- **GOAL OF THE EXERCISE**:
Locate each line in the data below that contains the word "window" and copy those lines out.

- **DATA PROVIDED**:
· · ·
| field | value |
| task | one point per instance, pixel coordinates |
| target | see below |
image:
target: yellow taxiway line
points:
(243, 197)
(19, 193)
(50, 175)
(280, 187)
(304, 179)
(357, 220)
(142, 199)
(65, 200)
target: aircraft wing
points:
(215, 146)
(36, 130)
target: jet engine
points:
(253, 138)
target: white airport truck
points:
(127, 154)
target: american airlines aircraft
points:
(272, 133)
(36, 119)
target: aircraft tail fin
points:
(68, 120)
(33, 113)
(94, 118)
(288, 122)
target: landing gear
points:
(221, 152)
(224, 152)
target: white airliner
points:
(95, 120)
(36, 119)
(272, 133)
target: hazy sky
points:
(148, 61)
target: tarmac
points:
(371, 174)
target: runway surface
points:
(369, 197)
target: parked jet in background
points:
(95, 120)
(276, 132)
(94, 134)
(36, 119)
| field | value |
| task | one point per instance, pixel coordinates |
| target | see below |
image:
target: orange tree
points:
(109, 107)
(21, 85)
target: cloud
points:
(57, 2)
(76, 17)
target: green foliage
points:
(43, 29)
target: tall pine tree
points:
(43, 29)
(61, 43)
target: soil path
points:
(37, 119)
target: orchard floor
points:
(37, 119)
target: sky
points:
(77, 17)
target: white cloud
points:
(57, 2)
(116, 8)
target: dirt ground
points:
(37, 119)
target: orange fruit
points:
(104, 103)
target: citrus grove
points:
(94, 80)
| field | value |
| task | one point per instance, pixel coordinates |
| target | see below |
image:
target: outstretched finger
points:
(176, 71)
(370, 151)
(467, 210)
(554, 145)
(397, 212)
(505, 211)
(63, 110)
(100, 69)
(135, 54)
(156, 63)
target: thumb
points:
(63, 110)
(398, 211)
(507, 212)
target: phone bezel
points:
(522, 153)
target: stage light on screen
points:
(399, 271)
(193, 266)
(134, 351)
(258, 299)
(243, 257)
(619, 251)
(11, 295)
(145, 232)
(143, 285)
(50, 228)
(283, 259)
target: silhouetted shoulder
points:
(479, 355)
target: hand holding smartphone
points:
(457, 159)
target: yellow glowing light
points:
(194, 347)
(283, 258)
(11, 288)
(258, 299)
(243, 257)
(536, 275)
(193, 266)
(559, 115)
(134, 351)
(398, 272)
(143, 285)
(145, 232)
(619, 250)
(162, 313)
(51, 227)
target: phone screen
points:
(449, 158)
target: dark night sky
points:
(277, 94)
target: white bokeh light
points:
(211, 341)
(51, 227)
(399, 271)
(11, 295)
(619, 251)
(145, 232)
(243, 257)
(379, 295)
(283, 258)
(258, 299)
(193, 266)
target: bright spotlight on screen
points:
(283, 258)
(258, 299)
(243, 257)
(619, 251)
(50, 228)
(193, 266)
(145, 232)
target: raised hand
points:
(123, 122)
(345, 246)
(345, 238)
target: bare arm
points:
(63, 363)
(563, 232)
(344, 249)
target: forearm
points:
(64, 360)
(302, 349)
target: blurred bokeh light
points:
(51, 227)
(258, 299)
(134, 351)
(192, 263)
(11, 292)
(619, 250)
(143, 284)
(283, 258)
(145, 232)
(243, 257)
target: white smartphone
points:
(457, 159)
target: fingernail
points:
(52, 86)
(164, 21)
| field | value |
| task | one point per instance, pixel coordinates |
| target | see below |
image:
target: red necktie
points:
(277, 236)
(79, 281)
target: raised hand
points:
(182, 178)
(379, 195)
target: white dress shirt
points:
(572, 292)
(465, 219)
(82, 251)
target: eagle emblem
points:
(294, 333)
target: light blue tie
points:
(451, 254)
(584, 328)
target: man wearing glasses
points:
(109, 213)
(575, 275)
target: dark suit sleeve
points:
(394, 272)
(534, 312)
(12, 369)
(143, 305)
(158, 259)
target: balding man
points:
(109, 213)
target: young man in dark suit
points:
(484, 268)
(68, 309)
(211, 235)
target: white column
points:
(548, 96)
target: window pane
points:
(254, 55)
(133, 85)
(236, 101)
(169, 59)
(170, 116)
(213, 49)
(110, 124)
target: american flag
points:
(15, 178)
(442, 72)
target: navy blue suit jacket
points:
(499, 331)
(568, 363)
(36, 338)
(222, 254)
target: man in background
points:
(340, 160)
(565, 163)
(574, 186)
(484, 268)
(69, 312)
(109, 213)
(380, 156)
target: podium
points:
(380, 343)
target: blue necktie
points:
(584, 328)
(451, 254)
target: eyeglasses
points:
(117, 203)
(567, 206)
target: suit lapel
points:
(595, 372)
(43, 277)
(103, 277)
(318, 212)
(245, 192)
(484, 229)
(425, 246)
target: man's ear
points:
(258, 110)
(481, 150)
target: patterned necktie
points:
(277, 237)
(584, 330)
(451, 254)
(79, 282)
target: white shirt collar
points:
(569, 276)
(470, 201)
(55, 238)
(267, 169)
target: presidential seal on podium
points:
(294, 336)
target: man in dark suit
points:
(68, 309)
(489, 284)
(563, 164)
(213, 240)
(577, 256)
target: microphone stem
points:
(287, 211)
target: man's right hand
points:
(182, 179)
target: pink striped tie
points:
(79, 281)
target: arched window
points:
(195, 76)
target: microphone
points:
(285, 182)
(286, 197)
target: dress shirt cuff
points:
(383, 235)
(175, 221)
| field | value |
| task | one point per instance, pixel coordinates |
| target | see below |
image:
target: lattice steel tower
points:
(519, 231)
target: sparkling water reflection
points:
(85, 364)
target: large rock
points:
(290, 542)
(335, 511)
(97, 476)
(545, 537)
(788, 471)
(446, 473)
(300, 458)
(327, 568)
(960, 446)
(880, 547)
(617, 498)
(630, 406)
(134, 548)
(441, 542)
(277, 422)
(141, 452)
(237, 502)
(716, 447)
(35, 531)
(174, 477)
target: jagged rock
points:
· · ·
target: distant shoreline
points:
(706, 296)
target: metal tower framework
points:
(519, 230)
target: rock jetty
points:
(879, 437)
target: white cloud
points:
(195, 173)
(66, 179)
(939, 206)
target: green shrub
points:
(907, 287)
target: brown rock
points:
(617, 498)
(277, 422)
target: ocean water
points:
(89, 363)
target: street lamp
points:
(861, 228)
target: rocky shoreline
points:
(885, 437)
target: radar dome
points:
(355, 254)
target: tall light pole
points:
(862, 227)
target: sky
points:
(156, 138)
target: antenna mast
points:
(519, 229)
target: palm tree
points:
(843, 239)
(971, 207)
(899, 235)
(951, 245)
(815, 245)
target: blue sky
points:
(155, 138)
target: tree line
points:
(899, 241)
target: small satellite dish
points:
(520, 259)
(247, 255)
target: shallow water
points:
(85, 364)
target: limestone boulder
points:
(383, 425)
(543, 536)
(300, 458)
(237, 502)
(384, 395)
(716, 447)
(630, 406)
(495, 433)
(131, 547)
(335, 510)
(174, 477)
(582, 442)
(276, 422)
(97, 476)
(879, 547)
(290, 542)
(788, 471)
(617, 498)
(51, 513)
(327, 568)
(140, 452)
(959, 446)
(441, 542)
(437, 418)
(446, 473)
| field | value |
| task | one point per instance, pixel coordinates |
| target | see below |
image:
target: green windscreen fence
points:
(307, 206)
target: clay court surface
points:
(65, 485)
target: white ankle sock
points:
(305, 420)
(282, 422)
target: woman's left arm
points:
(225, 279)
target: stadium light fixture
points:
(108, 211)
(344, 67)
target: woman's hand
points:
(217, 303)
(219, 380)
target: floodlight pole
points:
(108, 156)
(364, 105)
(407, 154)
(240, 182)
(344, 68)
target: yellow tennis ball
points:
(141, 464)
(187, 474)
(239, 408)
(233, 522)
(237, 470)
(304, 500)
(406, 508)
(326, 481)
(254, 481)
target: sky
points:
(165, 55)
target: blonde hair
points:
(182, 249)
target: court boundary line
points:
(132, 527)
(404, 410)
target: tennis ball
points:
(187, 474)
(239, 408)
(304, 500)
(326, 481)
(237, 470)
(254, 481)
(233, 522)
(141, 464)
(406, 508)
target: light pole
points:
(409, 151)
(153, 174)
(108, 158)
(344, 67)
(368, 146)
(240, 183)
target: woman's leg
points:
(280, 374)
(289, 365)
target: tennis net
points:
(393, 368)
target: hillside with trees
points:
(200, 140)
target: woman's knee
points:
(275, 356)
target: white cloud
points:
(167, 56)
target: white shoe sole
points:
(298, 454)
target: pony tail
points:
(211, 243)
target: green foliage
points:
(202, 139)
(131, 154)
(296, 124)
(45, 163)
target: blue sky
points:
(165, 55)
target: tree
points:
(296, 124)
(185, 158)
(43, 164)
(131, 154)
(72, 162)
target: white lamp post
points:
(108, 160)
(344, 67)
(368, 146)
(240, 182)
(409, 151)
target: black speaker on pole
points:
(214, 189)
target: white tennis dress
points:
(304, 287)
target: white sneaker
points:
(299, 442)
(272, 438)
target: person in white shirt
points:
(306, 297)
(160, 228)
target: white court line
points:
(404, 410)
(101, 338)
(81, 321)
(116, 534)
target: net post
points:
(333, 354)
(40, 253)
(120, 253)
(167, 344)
· · ·
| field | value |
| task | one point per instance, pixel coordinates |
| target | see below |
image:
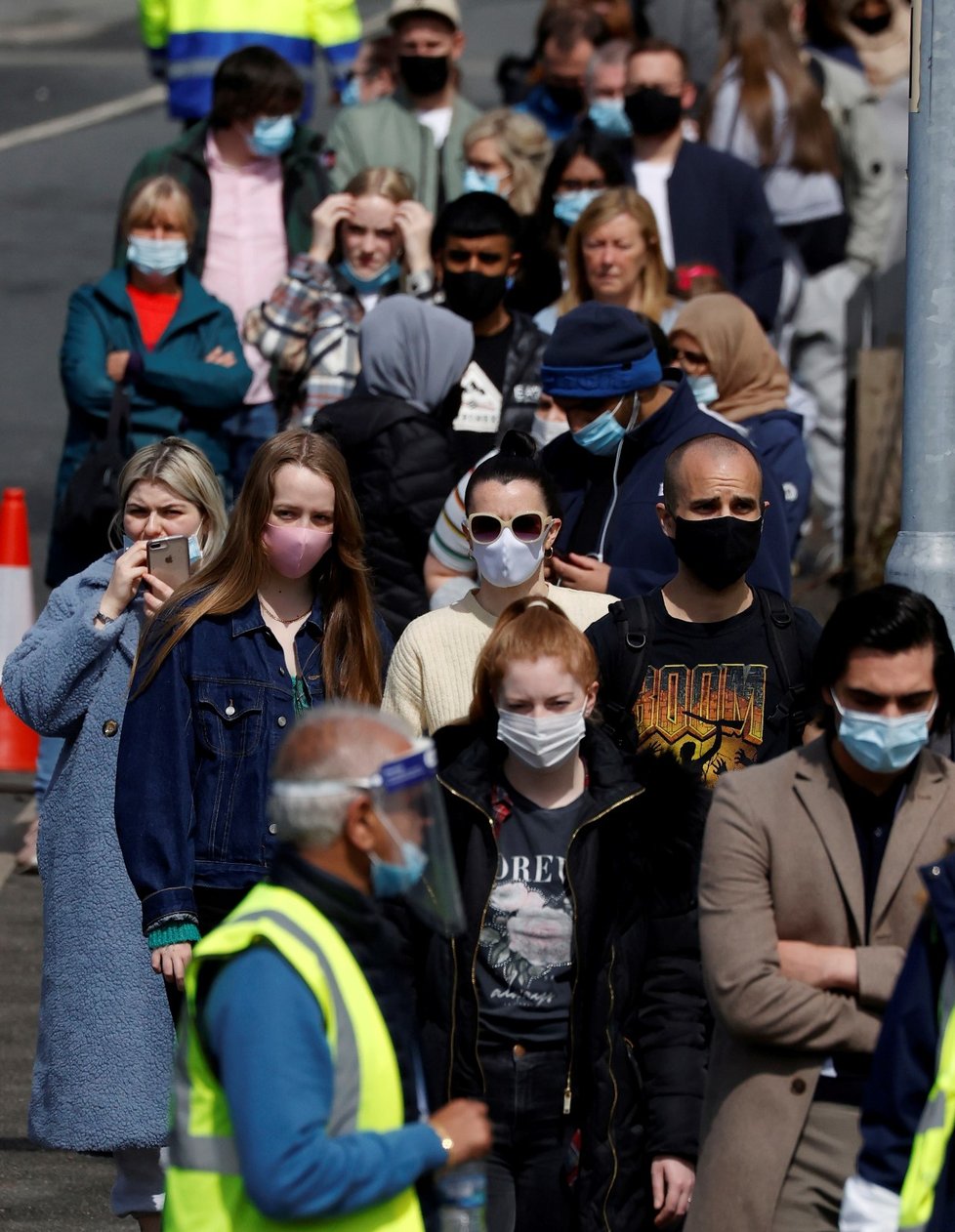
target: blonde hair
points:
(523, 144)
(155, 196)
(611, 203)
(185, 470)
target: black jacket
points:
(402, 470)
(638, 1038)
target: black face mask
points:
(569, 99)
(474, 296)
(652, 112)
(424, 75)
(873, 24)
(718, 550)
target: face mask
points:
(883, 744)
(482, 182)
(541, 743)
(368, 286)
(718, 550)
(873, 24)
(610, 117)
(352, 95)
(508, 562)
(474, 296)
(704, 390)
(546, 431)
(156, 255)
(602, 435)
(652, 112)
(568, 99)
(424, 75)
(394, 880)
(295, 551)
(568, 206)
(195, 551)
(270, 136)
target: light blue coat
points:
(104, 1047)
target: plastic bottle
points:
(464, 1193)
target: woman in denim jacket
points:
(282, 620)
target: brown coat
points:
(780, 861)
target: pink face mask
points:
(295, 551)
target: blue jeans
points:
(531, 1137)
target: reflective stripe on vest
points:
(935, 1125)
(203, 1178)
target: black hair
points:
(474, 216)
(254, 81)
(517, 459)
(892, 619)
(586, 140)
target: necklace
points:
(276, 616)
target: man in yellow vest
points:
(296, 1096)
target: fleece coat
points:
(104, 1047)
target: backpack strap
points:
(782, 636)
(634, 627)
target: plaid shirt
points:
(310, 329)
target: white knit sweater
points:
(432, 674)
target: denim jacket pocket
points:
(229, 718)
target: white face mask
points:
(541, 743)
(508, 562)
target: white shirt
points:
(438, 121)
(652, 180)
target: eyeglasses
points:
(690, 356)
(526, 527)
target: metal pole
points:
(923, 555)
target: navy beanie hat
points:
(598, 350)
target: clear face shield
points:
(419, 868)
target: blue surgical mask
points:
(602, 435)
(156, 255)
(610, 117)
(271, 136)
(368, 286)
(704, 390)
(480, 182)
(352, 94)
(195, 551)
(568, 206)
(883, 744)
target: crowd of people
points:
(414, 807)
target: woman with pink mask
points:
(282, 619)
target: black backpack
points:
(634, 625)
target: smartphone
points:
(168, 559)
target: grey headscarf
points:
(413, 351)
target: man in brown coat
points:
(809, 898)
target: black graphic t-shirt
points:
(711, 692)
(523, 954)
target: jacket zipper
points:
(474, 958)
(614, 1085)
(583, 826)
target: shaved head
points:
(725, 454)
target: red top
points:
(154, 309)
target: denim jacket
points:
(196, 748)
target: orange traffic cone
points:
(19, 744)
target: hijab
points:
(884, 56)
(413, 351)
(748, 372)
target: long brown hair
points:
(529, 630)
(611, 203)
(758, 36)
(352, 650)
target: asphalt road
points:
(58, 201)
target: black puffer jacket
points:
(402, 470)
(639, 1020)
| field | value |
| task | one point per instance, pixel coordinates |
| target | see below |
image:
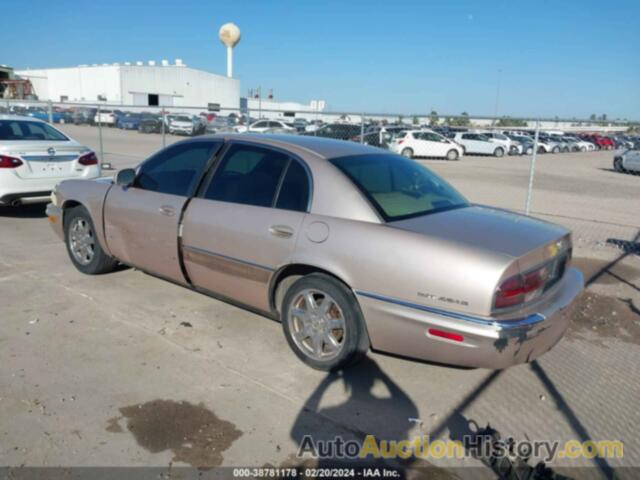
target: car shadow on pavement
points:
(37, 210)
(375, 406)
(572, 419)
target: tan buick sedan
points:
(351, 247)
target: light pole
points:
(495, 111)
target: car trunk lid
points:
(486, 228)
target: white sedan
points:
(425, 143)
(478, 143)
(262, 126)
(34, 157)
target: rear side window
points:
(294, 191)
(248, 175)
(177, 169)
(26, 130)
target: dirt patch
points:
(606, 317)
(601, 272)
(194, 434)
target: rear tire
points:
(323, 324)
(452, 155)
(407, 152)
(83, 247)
· · ·
- **EXPECTED OUTPUT**:
target: window pane
target: arched window
target: rear side window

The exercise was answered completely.